▶ _READING TEXT_
********

Income Taxes— The Company accounts for income taxes under the asset and liability method pursuant to ASC 740, Income Taxes. Under this method, the Company recognizes deferred tax assets and liabilities for the expected future tax consequences of events that have been included in the financial statements. Under this method, the Company determines deferred tax assets and liabilities on the basis of the differences between the financial statement and tax bases of assets and liabilities by using enacted tax rates in effect for the year in which the differences are expected to reverse. The effect of a change in tax rates on deferred tax assets and liabilities is recognized in income in the period that includes the enactment date.

The Company recognizes deferred tax assets to the extent that we believe that these assets are more likely than not to be realized. In making such a determination, the Company considers all available positive and negative evidence, including future reversals of existing taxable temporary differences, projected future taxable income, tax-planning strategies, and results of recent operations. If the Company determines that the Company would be able to realize deferred tax assets in the future in excess of their net recorded amount, the Company would make an adjustment to the deferred tax asset valuation allowance, which would reduce the provision for income taxes.

The Company records uncertain tax positions in accordance with ASC 740 on the basis of a two-step process in which (1) the Company determines whether it is more likely than not that the tax positions will be sustained on the basis of the technical merits of the position and (2) for those tax positions that meet the more-likely-than-not recognition threshold, the Company recognizes the largest amount of tax benefit that is more than 50 percent likely to be realized upon ultimate settlement with the related tax authority.

The Company recognizes interest and penalties related to unrecognized tax benefits on the income tax expense line in the accompanying consolidated statement of operations and comprehensive income (loss). As of December 31, 2025 and 2024, no accrued interest or penalties are included on the related tax liability line in the consolidated balance sheet.
Net Income (Loss) Per Share— The Company calculates basic and diluted net income (loss) per share attributable to common stockholders in accordance with ASC 260, Earnings Per Share. Basic net income (loss) per share is computed by dividing net income (loss) attributable to common stockholders by the weighted-average number of shares of common stock outstanding during the period. Net income (loss) attributable to common stockholders reflects net income (loss) adjusted for accumulated undeclared dividends on the Company’s preferred stock, including the Series A Convertible Preferred Stock and Series B Convertible Preferred Stock, for which no liability is recognized on the balance sheet.

********

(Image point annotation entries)
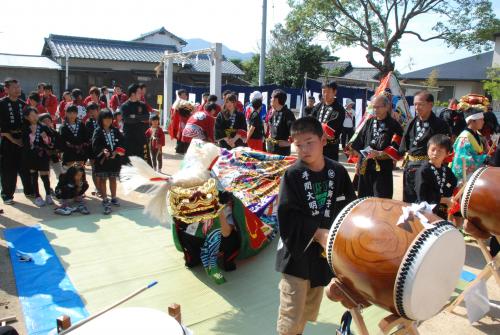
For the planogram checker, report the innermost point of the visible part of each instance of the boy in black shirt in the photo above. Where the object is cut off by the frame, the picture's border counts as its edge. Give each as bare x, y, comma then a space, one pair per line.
312, 192
434, 181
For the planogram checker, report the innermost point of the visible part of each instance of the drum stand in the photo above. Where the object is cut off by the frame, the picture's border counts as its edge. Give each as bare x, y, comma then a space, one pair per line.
492, 268
391, 324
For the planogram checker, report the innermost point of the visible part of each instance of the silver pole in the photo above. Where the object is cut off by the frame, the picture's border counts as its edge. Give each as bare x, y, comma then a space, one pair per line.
66, 85
168, 79
262, 67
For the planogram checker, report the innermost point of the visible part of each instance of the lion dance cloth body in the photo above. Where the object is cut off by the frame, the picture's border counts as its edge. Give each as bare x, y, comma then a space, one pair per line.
215, 189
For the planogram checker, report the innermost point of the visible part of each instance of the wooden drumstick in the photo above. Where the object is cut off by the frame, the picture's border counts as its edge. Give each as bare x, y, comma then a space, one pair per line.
84, 321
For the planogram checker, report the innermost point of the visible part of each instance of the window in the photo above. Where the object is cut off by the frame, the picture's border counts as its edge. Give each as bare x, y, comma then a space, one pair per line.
446, 93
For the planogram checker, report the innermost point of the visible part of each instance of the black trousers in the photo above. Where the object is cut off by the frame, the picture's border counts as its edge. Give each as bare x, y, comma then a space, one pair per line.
191, 245
12, 164
409, 194
331, 150
346, 135
376, 183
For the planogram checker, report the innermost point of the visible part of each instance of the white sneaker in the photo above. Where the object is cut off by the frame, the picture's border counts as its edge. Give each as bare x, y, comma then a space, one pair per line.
39, 202
63, 211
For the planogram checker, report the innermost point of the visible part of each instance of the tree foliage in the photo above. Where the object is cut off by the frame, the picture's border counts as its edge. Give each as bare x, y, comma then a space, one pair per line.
378, 25
492, 85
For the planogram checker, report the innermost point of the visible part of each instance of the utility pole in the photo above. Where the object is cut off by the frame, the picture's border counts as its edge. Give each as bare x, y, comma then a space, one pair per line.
66, 85
262, 67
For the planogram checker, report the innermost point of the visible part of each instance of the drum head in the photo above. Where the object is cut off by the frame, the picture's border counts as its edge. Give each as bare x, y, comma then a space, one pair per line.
430, 272
131, 321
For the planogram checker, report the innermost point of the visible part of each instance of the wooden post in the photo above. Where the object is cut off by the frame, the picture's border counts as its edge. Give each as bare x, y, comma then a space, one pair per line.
174, 311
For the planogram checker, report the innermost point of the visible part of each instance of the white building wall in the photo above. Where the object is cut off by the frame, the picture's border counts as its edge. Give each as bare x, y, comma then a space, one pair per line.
461, 88
496, 54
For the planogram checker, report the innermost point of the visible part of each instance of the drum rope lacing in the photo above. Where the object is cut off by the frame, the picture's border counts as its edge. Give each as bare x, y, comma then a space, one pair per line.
408, 262
335, 228
468, 194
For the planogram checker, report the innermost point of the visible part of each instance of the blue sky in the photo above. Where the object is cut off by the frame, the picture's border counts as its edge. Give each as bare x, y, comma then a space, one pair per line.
235, 23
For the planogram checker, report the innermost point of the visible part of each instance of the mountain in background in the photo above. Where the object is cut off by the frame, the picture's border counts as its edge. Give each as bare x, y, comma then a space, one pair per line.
198, 43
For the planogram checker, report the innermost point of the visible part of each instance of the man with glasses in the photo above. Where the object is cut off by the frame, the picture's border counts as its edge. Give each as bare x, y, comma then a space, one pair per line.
377, 146
415, 138
279, 123
331, 114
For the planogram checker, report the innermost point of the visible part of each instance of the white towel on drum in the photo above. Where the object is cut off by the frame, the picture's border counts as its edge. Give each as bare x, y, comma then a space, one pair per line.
476, 301
417, 210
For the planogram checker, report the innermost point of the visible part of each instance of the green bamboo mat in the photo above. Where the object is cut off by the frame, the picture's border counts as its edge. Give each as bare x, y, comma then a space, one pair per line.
107, 258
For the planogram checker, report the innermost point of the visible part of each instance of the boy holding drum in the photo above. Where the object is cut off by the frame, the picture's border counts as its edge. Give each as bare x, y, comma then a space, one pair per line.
434, 180
312, 192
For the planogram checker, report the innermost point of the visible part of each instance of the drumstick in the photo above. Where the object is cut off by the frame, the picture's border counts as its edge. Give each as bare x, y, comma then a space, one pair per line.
84, 321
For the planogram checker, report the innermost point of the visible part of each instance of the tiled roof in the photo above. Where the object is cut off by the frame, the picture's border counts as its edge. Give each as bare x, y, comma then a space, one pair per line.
161, 31
337, 65
362, 73
95, 48
56, 46
28, 61
470, 68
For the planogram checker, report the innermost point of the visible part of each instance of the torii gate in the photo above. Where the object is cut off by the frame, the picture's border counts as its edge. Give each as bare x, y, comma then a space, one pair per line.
215, 55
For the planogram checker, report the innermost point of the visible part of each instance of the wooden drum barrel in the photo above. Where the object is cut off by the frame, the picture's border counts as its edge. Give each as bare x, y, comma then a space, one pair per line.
409, 270
481, 199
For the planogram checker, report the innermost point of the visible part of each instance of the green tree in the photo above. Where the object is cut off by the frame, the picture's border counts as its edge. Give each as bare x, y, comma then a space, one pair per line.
492, 85
378, 25
251, 69
291, 55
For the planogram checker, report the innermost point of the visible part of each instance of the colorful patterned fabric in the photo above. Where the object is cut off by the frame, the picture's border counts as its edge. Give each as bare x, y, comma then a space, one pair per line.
252, 176
472, 152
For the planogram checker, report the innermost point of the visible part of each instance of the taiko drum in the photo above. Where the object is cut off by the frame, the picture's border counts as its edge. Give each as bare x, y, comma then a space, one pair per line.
409, 269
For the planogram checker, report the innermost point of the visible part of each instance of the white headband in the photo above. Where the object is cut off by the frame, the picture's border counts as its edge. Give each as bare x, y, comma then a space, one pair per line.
477, 116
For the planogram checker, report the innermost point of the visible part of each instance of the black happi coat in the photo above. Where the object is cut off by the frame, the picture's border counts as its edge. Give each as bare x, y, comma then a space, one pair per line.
91, 126
255, 121
333, 115
297, 225
388, 128
435, 126
373, 182
135, 124
281, 131
74, 148
224, 127
428, 189
454, 119
36, 154
99, 143
11, 117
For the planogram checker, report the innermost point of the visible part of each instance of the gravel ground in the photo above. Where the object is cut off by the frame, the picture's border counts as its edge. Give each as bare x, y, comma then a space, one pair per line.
25, 213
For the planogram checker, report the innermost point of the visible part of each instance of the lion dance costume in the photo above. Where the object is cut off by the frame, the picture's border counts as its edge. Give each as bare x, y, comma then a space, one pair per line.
222, 203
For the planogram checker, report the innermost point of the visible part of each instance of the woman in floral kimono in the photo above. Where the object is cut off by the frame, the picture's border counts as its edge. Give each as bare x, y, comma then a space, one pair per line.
470, 147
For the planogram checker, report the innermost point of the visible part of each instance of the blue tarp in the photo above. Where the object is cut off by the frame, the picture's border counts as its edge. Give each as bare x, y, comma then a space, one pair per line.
44, 289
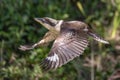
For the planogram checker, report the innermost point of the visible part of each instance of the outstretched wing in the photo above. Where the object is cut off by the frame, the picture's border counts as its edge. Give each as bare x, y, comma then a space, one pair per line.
69, 44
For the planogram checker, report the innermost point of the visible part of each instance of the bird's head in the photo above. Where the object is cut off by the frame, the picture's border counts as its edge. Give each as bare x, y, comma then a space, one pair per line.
49, 23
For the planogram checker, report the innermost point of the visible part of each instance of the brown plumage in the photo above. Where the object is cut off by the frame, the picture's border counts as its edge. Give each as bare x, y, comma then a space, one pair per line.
71, 39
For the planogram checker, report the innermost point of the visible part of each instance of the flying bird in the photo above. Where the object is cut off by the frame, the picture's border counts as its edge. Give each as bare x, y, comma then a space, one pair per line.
70, 40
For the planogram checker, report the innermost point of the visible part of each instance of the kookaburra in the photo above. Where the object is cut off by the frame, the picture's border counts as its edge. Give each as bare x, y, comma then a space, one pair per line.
71, 39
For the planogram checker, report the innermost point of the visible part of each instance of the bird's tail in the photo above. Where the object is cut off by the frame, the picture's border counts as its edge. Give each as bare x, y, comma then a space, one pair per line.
97, 37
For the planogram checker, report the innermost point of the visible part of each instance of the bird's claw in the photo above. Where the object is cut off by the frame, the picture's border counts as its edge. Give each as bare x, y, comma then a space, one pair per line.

********

▶ _JOB 1_
Restate the income tax text between "The Company records" and "related tax authority.", inclusive, with "tax authority" changed to "taxing authority".
▶ _JOB 2_
Extend the text on income taxes and net income (loss) per share, starting after its last sentence.
These data come from a separate source.

▶ _EXPECTED ANSWER 1_
The Company records uncertain tax positions in accordance with ASC 740 on the basis of a two-step process in which (1) the Company determines whether it is more likely than not that the tax positions will be sustained on the basis of the technical merits of the position and (2) for those tax positions that meet the more-likely-than-not recognition threshold, the Company recognizes the largest amount of tax benefit that is more than 50 percent likely to be realized upon ultimate settlement with the related taxing authority.

▶ _EXPECTED ANSWER 2_
Diluted net income (loss) per share attributable to common stockholders is computed by giving effect to all potentially dilutive common stock equivalents outstanding for the period. In periods in which the Company reports a net loss attributable to
common stockholders, diluted net income (loss) per share equals basic net income (loss) per share, as the inclusion of potentially dilutive securities would be anti-dilutive. The Company reported net loss attributable to common stockholders for the years ended December 31, 2025 and 2024, respectively.
Fair Value Measurements— Certain assets and liabilities are measured at fair value in accordance with GAAP. Fair value is defined as the exchange price that would be received for an asset or paid to transfer a liability (an exit price) in the principal or most advantageous market for the asset or liability in an orderly transaction between market participants on the measurement date.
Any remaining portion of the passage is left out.